*** Block opens ***

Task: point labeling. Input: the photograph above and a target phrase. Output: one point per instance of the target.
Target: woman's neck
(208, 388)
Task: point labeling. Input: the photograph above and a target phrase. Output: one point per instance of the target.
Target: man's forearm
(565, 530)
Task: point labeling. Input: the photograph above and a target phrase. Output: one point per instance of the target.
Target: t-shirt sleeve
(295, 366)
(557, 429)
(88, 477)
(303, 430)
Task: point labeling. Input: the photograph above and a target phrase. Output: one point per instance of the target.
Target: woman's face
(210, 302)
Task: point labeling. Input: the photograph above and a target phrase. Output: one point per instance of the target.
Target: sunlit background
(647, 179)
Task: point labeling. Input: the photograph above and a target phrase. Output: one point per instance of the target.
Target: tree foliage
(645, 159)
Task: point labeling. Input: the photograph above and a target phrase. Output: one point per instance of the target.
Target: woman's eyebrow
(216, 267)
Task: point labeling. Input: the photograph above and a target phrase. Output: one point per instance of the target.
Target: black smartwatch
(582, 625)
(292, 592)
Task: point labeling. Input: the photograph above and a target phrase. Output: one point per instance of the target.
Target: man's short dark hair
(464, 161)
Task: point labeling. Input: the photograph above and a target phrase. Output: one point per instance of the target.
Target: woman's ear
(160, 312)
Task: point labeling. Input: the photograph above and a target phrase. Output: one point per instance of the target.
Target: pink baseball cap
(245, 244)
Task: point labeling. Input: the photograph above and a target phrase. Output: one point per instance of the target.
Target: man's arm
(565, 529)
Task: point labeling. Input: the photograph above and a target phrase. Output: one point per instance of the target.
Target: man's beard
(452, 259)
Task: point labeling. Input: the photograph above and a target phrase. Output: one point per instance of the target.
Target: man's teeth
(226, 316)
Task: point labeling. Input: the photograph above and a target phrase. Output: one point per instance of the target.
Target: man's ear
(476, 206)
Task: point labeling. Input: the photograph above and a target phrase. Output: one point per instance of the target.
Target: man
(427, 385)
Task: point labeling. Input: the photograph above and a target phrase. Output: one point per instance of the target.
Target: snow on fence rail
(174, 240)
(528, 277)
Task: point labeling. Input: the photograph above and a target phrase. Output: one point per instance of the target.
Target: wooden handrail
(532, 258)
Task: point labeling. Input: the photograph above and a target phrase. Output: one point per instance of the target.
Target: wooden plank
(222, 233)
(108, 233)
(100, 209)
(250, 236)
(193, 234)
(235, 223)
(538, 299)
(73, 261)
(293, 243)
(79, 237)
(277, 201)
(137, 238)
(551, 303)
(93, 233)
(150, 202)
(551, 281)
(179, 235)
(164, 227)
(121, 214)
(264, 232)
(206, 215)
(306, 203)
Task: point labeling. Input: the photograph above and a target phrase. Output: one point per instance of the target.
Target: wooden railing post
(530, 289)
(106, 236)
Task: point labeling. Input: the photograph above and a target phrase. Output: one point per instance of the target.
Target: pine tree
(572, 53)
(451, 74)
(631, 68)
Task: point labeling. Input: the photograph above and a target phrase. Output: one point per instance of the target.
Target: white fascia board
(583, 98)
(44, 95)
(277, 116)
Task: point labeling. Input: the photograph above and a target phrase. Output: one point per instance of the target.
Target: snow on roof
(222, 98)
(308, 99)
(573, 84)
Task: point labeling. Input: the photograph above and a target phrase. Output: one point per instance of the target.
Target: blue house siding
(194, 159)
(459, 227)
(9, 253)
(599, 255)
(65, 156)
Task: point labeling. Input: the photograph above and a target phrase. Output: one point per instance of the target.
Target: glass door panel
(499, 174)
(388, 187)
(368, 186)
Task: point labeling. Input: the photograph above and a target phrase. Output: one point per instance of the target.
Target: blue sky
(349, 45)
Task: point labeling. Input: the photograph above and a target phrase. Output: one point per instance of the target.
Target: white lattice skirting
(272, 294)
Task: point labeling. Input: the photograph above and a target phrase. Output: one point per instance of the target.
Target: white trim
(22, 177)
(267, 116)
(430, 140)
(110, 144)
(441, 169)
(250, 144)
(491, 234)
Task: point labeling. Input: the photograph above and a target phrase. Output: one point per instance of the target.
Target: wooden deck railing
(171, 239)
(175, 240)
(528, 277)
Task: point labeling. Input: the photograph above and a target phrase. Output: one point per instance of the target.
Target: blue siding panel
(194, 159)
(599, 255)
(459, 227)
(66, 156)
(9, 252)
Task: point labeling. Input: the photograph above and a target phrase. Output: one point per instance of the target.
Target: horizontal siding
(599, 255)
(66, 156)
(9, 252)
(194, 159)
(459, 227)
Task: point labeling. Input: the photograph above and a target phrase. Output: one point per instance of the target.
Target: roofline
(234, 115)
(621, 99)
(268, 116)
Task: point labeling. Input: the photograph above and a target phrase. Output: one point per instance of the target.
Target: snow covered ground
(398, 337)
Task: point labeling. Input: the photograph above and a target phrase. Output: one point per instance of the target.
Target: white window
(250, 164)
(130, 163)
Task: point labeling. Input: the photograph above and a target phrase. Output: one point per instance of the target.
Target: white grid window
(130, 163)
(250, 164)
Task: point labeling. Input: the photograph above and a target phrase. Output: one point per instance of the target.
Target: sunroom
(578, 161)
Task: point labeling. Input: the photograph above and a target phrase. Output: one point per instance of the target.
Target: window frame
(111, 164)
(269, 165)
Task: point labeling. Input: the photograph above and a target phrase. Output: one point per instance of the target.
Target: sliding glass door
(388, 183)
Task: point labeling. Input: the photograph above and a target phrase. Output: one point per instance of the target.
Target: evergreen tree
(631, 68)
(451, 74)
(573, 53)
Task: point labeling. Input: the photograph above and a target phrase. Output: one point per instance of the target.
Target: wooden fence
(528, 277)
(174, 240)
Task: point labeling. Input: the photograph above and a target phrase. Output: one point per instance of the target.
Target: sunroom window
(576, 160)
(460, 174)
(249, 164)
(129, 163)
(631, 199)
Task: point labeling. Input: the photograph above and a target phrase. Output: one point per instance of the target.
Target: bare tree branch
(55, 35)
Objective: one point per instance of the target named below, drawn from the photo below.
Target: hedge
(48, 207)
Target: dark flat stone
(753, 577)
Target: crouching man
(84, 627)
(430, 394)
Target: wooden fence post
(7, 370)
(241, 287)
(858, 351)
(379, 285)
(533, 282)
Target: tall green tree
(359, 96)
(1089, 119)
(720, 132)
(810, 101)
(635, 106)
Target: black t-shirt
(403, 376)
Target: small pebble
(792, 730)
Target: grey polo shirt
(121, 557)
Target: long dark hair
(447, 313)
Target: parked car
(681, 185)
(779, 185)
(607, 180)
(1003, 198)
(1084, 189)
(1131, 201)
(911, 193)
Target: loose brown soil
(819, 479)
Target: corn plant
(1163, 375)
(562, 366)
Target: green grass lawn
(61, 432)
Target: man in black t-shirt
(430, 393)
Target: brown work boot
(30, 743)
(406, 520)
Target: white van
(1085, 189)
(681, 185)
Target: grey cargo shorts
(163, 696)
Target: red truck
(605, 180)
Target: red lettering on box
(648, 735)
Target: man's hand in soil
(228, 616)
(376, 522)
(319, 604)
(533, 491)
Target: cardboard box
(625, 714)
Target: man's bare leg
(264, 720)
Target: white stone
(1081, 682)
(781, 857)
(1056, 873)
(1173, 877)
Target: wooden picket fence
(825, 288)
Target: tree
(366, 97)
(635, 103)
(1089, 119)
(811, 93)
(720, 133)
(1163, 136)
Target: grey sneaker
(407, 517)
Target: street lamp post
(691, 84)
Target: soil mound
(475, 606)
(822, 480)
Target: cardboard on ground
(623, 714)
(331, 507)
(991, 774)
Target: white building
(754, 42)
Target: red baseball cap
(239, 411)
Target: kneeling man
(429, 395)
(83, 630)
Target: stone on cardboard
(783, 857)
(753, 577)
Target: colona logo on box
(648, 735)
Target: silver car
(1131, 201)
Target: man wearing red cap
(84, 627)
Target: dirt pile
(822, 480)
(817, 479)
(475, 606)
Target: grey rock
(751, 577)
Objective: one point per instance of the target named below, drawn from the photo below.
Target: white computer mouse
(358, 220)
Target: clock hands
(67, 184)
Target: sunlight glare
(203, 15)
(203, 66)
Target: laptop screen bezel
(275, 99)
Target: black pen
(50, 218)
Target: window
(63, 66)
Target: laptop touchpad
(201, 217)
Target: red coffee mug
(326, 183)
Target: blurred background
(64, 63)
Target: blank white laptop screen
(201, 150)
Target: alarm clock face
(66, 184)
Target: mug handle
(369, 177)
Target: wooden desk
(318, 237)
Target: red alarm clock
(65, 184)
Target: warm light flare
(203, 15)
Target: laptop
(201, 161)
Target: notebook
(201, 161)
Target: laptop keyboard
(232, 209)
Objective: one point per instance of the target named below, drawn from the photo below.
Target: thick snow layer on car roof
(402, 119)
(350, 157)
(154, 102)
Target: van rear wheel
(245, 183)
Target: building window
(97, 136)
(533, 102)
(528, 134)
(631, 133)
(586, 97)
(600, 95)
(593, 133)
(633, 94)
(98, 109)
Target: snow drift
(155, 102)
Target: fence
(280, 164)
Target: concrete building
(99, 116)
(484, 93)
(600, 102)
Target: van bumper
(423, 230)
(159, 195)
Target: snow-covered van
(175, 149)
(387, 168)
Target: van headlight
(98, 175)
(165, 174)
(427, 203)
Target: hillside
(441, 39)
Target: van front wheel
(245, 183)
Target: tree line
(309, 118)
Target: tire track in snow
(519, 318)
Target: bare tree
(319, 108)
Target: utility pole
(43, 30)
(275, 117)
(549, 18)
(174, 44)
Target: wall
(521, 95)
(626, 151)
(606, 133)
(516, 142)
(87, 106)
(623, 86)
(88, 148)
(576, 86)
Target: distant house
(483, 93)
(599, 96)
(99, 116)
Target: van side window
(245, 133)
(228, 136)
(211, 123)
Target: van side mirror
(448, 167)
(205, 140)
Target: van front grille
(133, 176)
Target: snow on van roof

*** Block closes ***

All that is needed is the line containing "Target: distant house" and each line after it to the end of the data above, set down exactly.

* YOUR RESPONSE:
Target: distant house
(483, 93)
(599, 96)
(99, 116)
Target: van side window
(245, 133)
(228, 136)
(211, 123)
Target: van side mirror
(448, 167)
(205, 140)
Target: van front grille
(133, 176)
Target: snow on van roof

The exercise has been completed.